Copying exactly, give the lines in the material below from the one with "Report x and y for each instance of the beetroot in" to the one with "Report x and y for each instance of the dark", ends included, and nothing besides.

[[ Given records open ]]

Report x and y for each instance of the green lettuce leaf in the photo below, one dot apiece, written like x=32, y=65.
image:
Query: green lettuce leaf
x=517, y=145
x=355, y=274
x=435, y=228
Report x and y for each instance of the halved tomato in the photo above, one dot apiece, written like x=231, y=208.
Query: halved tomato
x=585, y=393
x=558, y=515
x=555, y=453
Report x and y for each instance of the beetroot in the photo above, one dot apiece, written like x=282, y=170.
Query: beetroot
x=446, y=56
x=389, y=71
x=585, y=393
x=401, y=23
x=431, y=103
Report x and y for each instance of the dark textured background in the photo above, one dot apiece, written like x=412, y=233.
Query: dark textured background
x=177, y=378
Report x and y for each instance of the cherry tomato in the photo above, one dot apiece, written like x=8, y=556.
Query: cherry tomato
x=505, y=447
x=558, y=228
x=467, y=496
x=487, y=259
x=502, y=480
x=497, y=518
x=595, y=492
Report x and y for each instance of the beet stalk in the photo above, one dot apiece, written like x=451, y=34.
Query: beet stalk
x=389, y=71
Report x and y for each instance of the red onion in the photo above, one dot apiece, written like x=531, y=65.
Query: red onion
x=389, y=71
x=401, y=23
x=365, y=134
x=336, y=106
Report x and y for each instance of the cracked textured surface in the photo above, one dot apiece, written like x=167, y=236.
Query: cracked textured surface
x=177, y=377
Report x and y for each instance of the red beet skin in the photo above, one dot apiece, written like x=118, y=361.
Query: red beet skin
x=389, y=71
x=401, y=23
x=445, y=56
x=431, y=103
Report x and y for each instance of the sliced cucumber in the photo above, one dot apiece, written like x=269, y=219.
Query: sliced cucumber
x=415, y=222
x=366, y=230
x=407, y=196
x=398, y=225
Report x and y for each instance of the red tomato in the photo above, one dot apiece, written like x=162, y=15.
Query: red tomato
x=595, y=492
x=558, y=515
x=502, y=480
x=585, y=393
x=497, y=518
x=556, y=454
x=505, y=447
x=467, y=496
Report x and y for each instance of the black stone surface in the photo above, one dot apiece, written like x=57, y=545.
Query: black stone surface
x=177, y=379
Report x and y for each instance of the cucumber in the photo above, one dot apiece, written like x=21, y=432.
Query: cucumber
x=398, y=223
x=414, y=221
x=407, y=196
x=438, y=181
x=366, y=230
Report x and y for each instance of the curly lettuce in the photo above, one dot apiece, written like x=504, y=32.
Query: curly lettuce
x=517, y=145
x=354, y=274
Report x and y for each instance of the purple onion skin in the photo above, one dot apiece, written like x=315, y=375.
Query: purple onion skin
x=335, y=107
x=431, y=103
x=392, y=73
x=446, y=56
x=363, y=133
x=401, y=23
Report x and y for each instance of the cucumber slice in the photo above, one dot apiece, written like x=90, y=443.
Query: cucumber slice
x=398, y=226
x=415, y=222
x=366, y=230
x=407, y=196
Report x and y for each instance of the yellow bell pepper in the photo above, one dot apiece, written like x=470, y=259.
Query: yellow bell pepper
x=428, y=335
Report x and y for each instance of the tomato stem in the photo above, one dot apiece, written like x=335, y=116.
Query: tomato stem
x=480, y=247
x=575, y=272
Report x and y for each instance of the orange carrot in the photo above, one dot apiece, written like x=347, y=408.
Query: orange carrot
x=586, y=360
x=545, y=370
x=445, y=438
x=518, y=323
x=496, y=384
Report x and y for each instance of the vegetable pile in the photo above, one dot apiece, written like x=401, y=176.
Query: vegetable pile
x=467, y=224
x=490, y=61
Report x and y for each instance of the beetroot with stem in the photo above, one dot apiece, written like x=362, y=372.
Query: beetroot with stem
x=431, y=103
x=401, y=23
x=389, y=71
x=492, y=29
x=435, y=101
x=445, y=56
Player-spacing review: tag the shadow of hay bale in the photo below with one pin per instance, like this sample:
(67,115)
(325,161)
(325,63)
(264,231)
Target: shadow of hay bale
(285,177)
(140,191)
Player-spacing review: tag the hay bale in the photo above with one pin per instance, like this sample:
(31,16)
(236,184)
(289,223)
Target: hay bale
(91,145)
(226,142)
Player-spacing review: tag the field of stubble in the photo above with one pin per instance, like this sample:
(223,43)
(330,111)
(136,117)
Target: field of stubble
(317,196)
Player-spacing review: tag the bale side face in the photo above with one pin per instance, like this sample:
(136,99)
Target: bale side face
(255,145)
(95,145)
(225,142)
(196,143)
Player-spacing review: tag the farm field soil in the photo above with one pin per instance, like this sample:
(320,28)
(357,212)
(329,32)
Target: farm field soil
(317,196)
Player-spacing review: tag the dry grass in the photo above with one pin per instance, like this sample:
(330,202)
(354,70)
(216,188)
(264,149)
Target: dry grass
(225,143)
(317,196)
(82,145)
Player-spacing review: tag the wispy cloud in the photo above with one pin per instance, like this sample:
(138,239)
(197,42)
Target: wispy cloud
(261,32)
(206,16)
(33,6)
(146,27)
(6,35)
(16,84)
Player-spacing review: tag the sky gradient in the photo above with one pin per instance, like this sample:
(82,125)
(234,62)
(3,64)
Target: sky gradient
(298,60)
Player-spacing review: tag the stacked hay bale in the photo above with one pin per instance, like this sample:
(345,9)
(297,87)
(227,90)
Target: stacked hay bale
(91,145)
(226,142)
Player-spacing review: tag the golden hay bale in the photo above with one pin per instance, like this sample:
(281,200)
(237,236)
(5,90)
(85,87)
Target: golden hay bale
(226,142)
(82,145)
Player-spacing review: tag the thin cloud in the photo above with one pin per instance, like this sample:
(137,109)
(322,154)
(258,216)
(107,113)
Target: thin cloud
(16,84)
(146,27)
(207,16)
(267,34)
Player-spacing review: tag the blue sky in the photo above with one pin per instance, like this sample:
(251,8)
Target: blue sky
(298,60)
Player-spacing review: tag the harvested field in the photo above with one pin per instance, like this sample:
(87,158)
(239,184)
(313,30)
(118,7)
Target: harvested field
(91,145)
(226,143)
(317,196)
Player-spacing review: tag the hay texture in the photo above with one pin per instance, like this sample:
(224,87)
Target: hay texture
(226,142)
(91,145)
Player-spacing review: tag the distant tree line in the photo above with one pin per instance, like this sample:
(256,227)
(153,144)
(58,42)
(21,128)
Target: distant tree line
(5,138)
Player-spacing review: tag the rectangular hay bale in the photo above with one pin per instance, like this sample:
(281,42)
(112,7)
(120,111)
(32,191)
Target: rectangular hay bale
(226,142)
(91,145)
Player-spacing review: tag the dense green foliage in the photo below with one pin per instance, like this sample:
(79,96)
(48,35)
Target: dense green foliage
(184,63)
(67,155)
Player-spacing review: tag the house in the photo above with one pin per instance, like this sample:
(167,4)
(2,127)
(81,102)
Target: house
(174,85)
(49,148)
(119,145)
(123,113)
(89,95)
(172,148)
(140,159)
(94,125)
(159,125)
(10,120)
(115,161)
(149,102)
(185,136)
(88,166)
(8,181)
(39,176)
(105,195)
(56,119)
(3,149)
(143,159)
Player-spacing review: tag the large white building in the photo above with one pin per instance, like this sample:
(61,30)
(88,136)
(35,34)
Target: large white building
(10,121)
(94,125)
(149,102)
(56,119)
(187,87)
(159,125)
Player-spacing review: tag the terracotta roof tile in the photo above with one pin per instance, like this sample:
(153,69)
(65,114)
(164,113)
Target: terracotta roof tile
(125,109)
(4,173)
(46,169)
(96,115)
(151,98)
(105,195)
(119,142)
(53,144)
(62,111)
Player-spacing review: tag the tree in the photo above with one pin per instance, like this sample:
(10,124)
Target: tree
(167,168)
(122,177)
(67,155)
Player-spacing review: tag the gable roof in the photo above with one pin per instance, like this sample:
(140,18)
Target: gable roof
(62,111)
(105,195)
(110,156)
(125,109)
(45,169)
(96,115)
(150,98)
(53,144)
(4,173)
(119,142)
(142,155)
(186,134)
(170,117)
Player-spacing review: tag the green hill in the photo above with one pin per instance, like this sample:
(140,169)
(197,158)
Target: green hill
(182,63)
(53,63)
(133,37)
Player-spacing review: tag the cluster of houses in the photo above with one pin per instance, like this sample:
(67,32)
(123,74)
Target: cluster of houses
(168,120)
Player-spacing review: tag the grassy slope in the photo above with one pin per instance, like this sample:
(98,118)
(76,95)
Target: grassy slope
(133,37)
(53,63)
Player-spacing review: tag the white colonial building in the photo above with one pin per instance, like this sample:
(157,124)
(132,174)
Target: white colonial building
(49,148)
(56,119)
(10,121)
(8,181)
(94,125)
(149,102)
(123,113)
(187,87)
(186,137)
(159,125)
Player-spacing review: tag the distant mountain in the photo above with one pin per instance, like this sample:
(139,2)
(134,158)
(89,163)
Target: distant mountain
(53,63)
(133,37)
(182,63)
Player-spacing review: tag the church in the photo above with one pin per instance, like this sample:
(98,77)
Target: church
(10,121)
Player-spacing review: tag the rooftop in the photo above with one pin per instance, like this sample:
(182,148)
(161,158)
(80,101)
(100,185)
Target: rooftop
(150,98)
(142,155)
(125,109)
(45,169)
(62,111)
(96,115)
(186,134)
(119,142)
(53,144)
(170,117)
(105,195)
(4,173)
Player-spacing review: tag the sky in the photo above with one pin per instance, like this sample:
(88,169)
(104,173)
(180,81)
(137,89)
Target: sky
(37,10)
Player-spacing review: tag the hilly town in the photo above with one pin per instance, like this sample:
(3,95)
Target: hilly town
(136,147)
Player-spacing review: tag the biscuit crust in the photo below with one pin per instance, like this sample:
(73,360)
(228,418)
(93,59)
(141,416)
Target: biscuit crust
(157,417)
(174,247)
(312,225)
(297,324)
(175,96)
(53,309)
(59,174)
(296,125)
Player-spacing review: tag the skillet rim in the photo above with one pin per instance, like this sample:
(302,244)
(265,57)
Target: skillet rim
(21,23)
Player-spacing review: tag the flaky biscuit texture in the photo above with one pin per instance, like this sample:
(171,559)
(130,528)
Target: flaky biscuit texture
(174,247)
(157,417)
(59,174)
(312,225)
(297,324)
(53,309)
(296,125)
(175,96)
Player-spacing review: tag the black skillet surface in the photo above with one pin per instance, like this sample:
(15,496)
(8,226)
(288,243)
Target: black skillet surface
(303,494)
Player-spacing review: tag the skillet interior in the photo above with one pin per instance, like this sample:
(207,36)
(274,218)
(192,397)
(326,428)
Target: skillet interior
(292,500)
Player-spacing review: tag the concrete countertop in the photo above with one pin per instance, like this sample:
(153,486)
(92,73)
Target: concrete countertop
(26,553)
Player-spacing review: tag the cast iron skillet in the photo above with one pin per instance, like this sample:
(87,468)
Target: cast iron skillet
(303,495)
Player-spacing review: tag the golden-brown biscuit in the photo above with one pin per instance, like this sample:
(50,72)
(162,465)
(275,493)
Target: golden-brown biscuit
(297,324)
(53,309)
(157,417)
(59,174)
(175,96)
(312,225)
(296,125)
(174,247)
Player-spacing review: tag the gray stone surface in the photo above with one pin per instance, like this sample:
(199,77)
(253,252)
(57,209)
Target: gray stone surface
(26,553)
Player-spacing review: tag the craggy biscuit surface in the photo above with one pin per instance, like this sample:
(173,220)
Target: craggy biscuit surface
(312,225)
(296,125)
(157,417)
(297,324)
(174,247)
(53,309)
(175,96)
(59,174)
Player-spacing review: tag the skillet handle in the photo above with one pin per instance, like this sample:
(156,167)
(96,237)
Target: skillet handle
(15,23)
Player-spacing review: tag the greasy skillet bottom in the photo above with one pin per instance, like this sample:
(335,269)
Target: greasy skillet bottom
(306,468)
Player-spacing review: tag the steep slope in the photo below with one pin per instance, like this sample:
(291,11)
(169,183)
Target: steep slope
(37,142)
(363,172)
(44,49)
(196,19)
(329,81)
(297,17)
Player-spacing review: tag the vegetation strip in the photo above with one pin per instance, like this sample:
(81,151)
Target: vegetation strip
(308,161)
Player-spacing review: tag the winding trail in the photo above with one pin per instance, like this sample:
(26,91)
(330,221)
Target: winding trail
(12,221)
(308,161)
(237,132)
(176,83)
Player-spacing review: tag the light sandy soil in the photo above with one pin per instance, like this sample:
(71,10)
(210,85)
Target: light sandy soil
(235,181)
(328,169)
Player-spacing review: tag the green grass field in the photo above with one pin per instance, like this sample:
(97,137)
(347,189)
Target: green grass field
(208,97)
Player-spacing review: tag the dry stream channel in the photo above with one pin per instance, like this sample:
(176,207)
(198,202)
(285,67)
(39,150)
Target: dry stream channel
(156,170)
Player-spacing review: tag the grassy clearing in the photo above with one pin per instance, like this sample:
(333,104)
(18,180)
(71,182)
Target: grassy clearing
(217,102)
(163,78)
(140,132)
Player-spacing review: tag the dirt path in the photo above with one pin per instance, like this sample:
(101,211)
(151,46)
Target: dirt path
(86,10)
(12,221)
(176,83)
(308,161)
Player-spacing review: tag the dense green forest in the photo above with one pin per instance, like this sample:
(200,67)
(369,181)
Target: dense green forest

[[ Given records closed ]]

Answer for this exercise —
Report x and y for each instance of the beetroot in the photo above, one dot apiece, written like x=282, y=170.
Query: beetroot
x=446, y=56
x=389, y=71
x=585, y=393
x=401, y=23
x=431, y=103
Report x and y for each instance of the dark textured background in the photo above, one dot apiece, written like x=412, y=233.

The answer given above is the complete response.